- Given problem: Count how many of the lines below contain the string "blue", and reply with that number alone.

- Extracted information:

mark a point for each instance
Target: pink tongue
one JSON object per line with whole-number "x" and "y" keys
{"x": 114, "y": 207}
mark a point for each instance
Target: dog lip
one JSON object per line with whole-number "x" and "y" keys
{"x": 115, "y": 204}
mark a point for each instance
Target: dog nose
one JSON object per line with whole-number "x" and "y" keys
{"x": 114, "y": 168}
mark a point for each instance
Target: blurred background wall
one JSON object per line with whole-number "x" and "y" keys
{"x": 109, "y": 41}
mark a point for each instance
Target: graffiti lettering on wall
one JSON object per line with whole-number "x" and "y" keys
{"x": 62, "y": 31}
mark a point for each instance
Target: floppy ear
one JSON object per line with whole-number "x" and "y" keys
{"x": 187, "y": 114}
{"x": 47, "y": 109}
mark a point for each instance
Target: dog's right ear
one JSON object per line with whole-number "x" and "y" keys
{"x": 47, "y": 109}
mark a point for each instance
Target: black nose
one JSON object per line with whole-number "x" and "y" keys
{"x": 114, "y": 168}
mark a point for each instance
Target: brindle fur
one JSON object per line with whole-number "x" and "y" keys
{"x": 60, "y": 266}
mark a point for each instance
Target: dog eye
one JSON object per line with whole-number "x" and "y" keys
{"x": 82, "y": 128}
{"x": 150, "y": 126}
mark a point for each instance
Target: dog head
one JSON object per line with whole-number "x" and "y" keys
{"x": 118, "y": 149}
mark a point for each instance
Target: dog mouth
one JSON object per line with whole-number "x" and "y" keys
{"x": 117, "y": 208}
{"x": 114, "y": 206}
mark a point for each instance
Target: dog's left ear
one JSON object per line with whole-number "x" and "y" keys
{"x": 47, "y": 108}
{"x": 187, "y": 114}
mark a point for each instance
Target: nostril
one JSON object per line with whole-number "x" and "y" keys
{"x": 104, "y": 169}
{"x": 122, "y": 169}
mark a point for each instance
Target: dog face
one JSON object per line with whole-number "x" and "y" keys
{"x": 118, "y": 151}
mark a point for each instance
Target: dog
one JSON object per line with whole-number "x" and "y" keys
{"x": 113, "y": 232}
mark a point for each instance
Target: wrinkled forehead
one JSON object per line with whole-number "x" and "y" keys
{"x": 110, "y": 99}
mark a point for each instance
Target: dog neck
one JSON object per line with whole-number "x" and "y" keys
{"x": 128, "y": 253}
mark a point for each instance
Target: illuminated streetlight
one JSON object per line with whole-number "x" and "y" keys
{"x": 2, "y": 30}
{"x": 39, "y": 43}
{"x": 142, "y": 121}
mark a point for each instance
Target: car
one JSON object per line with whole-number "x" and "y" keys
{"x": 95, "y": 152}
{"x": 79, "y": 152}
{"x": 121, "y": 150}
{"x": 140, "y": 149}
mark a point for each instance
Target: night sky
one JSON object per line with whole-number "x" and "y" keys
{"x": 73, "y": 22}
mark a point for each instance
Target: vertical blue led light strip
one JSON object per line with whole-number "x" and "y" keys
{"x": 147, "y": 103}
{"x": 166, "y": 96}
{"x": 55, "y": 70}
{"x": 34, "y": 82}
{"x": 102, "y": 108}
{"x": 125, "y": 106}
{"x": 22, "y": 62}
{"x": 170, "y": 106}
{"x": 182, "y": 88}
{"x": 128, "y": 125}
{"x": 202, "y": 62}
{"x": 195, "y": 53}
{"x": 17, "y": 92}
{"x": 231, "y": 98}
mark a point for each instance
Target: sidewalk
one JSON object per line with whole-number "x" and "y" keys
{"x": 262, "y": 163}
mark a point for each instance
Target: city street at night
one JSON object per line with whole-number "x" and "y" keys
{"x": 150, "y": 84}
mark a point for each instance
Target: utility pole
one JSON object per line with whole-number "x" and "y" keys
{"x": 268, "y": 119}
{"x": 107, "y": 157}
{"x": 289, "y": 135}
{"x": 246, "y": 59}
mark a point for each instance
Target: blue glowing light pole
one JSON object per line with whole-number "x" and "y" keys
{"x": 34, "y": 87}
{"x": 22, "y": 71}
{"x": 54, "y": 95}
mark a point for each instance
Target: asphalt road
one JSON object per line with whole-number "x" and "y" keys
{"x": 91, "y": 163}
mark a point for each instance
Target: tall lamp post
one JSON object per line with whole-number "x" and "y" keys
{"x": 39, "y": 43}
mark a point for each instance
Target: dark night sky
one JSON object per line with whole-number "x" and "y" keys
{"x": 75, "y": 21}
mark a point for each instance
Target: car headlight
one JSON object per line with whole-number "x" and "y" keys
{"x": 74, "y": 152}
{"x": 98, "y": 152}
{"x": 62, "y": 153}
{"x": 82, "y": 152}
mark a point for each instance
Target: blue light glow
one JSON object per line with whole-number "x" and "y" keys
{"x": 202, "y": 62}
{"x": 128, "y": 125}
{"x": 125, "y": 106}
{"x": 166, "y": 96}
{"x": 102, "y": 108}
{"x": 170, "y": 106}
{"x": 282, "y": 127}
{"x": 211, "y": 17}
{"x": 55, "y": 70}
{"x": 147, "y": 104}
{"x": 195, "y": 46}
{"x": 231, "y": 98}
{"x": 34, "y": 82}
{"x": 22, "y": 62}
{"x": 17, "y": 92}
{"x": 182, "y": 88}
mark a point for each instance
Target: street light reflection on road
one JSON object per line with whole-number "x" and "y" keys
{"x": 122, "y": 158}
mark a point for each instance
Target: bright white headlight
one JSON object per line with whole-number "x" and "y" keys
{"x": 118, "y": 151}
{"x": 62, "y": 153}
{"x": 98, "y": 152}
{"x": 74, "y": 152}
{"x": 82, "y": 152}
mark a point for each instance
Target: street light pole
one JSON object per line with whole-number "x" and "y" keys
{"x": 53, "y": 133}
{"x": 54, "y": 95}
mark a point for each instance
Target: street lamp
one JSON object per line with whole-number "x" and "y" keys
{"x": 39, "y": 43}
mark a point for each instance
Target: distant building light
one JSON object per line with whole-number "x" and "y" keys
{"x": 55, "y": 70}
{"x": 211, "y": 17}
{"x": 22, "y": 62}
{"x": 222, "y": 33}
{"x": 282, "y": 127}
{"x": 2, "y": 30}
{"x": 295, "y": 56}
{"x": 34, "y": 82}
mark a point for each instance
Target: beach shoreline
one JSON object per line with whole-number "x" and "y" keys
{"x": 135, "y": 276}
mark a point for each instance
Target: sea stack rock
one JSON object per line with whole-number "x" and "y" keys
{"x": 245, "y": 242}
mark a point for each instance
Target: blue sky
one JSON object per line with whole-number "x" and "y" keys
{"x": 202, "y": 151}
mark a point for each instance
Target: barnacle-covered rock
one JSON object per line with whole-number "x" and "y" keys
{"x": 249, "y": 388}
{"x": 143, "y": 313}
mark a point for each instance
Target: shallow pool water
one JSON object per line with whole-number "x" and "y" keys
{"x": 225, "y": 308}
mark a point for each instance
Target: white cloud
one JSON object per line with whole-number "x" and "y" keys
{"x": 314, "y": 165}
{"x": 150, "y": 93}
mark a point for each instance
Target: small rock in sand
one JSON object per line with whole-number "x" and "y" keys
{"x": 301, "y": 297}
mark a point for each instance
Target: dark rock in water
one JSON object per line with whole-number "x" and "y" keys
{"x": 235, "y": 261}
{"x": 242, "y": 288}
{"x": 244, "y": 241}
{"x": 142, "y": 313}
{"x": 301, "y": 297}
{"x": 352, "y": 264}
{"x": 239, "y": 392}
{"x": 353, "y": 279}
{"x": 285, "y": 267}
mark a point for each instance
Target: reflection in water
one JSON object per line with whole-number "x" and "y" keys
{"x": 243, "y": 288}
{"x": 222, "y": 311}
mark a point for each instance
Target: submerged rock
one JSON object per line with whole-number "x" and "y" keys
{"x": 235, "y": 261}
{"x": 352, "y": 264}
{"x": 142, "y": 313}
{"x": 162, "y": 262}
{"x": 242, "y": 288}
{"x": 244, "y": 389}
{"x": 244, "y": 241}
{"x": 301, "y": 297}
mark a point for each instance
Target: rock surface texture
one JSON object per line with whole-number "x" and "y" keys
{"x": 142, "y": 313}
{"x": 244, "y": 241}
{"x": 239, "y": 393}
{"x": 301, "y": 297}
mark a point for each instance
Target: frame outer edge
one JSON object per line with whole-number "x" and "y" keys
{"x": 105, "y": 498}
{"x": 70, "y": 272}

- Solution for this task: 4